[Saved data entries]
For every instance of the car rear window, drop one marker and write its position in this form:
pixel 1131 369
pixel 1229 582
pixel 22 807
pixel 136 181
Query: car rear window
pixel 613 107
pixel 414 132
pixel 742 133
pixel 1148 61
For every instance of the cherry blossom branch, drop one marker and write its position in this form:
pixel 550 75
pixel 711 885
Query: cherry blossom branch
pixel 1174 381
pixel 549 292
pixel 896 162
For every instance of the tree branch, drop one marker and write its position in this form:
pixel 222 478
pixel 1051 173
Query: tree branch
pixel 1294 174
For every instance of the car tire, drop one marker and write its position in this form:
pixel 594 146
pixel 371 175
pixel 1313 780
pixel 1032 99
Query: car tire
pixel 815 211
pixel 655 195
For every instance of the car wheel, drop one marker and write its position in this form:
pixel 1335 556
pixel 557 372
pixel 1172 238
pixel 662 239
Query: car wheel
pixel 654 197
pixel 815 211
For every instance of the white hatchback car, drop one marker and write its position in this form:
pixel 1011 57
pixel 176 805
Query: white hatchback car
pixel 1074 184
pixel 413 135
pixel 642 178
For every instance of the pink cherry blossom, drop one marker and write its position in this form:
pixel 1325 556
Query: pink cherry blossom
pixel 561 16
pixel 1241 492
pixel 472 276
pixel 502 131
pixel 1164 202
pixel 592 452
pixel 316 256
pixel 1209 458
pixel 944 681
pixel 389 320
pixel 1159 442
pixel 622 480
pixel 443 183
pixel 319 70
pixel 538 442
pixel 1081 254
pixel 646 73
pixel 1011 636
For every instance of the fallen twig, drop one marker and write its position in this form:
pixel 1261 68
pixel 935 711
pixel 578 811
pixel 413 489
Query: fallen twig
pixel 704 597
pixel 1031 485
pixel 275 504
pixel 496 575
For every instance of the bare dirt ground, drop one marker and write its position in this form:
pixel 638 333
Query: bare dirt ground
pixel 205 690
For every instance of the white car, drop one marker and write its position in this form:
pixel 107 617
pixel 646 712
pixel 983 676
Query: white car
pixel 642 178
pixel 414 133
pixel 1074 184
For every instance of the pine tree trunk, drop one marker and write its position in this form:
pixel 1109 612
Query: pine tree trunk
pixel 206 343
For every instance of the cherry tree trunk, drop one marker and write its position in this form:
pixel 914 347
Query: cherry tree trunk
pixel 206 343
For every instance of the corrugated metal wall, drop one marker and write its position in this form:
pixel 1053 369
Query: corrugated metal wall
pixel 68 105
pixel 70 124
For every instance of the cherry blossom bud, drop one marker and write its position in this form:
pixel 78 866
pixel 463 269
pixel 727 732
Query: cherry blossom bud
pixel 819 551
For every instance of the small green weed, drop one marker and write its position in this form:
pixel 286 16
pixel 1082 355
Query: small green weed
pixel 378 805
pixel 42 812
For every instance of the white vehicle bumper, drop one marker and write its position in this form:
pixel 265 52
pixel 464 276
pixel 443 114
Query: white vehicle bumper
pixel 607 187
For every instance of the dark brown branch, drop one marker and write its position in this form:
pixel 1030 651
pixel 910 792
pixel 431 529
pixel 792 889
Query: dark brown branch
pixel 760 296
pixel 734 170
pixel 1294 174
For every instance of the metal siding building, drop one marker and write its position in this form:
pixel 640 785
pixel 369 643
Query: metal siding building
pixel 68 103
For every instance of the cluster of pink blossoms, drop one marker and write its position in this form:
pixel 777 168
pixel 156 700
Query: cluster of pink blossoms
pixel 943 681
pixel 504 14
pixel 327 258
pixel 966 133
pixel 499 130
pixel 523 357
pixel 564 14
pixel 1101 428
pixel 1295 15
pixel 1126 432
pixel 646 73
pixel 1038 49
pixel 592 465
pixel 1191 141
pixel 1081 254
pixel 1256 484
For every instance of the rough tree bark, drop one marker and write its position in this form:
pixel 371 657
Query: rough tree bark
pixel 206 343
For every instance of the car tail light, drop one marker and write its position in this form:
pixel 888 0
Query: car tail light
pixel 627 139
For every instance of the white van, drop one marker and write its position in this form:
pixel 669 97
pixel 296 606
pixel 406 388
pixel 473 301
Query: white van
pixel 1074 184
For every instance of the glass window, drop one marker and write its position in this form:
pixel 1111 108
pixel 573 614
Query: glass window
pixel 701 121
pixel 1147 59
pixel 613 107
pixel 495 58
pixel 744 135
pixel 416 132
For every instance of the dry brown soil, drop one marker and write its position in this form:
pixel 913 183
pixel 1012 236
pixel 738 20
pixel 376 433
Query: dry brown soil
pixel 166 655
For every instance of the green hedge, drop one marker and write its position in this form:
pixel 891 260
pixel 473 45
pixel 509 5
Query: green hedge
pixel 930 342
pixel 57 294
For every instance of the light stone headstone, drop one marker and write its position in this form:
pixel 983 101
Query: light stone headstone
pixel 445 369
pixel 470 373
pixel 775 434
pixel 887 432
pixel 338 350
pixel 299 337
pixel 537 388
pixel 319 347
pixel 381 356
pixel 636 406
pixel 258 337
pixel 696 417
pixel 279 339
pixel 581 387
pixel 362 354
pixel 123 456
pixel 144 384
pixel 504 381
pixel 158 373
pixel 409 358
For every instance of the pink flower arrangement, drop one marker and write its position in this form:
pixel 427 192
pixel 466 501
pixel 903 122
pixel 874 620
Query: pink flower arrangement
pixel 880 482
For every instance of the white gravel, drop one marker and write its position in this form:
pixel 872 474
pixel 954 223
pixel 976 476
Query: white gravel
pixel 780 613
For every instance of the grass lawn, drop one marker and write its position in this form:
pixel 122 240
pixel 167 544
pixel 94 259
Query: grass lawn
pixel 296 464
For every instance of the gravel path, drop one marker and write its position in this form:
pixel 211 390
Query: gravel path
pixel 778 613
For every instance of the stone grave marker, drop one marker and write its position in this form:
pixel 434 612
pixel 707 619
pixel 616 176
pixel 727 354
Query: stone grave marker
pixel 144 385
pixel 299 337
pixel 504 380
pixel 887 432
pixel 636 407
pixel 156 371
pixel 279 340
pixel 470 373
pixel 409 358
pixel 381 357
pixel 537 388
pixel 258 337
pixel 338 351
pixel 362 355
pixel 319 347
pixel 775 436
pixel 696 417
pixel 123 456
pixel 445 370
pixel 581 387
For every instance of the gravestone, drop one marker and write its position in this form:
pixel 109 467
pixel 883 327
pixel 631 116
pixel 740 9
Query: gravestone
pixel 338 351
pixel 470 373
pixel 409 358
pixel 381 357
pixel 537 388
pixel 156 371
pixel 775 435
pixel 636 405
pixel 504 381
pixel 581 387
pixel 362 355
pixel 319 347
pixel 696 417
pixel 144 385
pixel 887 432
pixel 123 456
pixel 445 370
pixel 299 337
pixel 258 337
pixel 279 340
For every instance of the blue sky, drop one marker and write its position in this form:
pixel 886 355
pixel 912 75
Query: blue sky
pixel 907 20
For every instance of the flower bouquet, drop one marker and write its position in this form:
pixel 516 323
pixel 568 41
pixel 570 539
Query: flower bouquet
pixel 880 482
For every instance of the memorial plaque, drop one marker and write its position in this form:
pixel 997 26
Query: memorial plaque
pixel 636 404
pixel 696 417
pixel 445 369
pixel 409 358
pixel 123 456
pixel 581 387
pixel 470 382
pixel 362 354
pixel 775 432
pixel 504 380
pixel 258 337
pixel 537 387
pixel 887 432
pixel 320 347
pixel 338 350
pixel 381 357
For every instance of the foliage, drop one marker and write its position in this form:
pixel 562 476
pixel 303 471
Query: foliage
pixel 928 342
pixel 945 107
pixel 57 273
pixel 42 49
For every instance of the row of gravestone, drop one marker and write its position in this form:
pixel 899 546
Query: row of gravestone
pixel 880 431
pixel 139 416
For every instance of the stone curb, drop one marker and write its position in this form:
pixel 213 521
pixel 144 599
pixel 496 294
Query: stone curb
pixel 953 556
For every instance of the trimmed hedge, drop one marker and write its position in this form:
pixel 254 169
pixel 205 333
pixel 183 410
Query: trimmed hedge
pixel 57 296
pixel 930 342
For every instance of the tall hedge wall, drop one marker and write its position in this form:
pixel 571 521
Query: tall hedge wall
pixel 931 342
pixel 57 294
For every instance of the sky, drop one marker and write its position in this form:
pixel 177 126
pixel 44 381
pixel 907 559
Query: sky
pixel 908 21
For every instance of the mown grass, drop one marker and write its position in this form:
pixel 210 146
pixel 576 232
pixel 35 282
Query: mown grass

• What to work on:
Reproduce the listing from the line containing "For every instance of the cherry tree" through the line containing "pixel 819 551", inclusive, changing "corrugated" to "ribbed" and keeping everything else the same.

• Output of the exercise:
For every instance of the cherry tree trunk, drop one marker and write its position in this form:
pixel 914 347
Query: cherry tree trunk
pixel 206 343
For every instance of the ribbed metal wall, drop one marker and write its position in this form:
pixel 1053 369
Query: ribbed metal wall
pixel 68 105
pixel 70 124
For every instance of the cherry blossom bud, drop one marker and write its position in this form:
pixel 78 866
pixel 463 269
pixel 727 732
Query: cherry blossom bud
pixel 819 551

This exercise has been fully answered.